DOCUMENT TEXT
....

LONDON/SHANGHAI ⸺ Global shares were flat on Friday but within sight of a record high while oil edged lower as benchmark debt yields climbed, helping to curb the latest stimulus-driven rally.
Gains in Asian stock markets proved tough to match for most of European peers, after they hit a 1-year high in the prior session. U.S. stock futures also suggested a lower start for Wall Street later in the day.
The note of caution followed the signing of a $1.9 trillion U.S. stimulus bill into law on Thursday and a further dovish tilt from the European Central Bank that had prompted a retreat in bond yields and eased global concerns about rising inflation.
The burst of market optimism from those events had helped Asian shares rise – Japan’s Nikkei added 1.7% – but this faded out as Europe opened for business, with Britain’s FTSE 100 and the STOXX Europe 600 down around 0.5%.

....

PROBLEM TO SOLVE
Write what comes next in the market report above, picking up after its last sentence.

....

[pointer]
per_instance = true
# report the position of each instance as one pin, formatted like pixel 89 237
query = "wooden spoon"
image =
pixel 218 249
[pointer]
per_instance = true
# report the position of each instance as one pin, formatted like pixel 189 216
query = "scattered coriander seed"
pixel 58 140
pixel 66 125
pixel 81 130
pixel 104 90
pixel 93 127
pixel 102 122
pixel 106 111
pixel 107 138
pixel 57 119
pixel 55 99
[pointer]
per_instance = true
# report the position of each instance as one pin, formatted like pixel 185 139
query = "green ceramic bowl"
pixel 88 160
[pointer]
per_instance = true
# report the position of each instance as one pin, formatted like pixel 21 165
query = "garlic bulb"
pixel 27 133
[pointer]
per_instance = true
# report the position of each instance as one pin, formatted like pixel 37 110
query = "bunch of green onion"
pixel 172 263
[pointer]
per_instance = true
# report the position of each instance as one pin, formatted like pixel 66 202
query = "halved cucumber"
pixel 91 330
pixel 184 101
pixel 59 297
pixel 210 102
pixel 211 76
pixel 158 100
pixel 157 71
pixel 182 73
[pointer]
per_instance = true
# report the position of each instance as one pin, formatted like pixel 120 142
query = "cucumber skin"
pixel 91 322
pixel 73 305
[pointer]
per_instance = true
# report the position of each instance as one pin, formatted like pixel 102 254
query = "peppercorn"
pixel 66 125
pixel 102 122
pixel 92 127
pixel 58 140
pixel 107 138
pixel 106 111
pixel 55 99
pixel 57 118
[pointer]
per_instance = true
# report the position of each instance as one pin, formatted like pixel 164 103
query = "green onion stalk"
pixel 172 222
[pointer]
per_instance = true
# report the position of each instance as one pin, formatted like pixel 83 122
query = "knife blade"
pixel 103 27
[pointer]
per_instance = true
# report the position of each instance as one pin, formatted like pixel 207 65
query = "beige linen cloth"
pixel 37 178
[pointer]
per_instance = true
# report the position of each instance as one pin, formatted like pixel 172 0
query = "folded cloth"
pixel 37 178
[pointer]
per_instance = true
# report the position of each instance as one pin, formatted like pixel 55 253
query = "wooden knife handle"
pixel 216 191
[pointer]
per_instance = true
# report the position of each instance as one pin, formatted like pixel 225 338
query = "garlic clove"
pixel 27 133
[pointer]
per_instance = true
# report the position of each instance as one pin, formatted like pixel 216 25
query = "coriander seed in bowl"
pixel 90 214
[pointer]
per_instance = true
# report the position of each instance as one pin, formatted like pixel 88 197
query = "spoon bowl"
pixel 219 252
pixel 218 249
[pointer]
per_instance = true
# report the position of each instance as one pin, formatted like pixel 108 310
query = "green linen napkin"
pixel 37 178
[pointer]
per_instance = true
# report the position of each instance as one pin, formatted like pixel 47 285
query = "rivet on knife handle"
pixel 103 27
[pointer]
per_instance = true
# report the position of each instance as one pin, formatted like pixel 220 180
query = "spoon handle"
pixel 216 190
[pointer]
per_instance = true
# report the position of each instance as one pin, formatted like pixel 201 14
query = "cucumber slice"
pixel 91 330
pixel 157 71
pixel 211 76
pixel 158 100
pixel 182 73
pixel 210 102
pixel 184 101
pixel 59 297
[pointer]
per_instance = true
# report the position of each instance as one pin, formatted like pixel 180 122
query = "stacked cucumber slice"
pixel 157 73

....

ANSWER FOR THE TASK
That in turn weighed on the MSCI World Index, taking it into the red, down 0.1%, albeit less than 1.5% away from the record high hit last month.
Biden had signed the stimulus legislation ahead of a televised address in which he pledged aggressive action to speed vaccinations and move the country closer to normality by July 4.
The signing of the American Rescue Plan provided a further boost to market sentiment after the European Central Bank said it was ready to accelerate money-printing to keep a lid on borrowing costs, using its 1.85 trillion euro Pandemic Emergency Purchase Program more generously over the coming months to stop any unwarranted rise in debt financing costs.
Against that backdrop of super-loose monetary policy, analysts largely expect inflation to pick up as vaccine rollouts lead to a reopening, leading to worries that Biden’s stimulus package could overheat the economy.
U.S. 10-year Treasury yields rose again on Friday, back above 1.6% and on track to rise for the seventh straight week.
In currency markets, the dollar gained 0.56% against the yen and 0.4% against the euro and pound, although the latter was helped by news the economy had contracted less than expected in January.
The dollar index, meanwhile, which tracks the U.S. currency against a basket of six major rivals, rose 0.4%.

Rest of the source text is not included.